» TO DO
1/ Answer these questions using the post on health care business:
(a) Who published it, and on what date?
(b) Which association calls on congress to stop the implementation of ICD-10?
(c) What did CMS agree to do this week regarding the ICD-10 transition?
2/ Retype the portion of the health care business post starting at "Health Care Business at" and ending at "times of change?".
3/ Write what comes next in the post on health care business, picking up after its final sentence.

» GIVEN PASSAGE
______________________________

Health Care Business at the Drop of a Hat

Published February 15, 2012 3:29 PM by Stephanie Cecchini

It’s hard to look your best when you are wearing too many hats.  While the business of health care struggles in a depressed economy and a revenue cycle containing a growing number of under and uninsured, pending government regulations such as HITECH, the Affordable Care Act, HIPAA 5010 and ICD-10 conversions have produced, for many,  a nail-biting backdrop against patient care.  How does a health care provider achieve balance in these unprecedented times of change?


Further muddying strategic health care business planning is the opposing opinions from trusted health care associations.  While the American Medical Association (AMA), the largest association of physicians, calls on congress to stop the implementation of ICD-10, and the Medical Group Management Association (MGMA) asks the Centers of Medicare and Medicaid Services (CMS) to delay 5010 implementation, the American Health Information Management Association (AHIMA) declares that varying from prior rule making is a mistake that could ultimately increase costs.  With CMS’s agreement this week to “re-examine the time frame” for the ICD-10 transition, providers truly juggle mixed messages. Today's business of health care now seems to require outside assistance in order to manage all of the moving targets.  Where do providers find trusted partners?

______________________________

» LISTED RECORDS
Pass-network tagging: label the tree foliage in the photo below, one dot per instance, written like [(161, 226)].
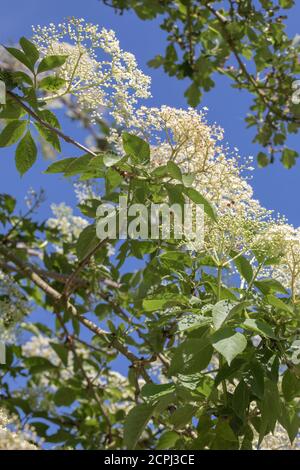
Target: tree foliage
[(247, 42), (210, 357)]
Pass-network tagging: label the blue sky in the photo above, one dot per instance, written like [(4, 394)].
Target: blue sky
[(276, 187)]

______________________________

» EXPECTED RESULTS
1/
(a) Stephanie Cecchini, on February 15, 2012.
(b) The American Medical Association (AMA).
(c) To "re-examine the time frame" for the transition.

2/
Health Care Business at the Drop of a Hat

Published February 15, 2012 3:29 PM by Stephanie Cecchini

It’s hard to look your best when you are wearing too many hats.  While the business of health care struggles in a depressed economy and a revenue cycle containing a growing number of under and uninsured, pending government regulations such as HITECH, the Affordable Care Act, HIPAA 5010 and ICD-10 conversions have produced, for many,  a nail-biting backdrop against patient care.  How does a health care provider achieve balance in these unprecedented times of change?

3/
While many larger hospitals are quickly investing in the advice of big consulting firms, boutique consultancy firms should not be overlooked when seeking outsourced training and business support.  Aside from budget constraints, providers should analyze their culture to select the right partner.  While larger firms may offer greater choices, their support network may not be as personalized or easily accessible.  The best partners are thought leaders capable of effective planning and producing quality deliverables.  Providers who select their consulting partners based on their evaluation of the firm’s reputation, experience, and service philosophy will often have the best results. References should be asked for and checked.


Effective outsourcing can help providers navigate complex government regulations while protecting positive cash flow.  Wearing too many hats adds an unnecessary burden to providers who shouldn’t have to do it all.  Getting rid of a few lets most providers finish strong and focus on what matters most… their patients.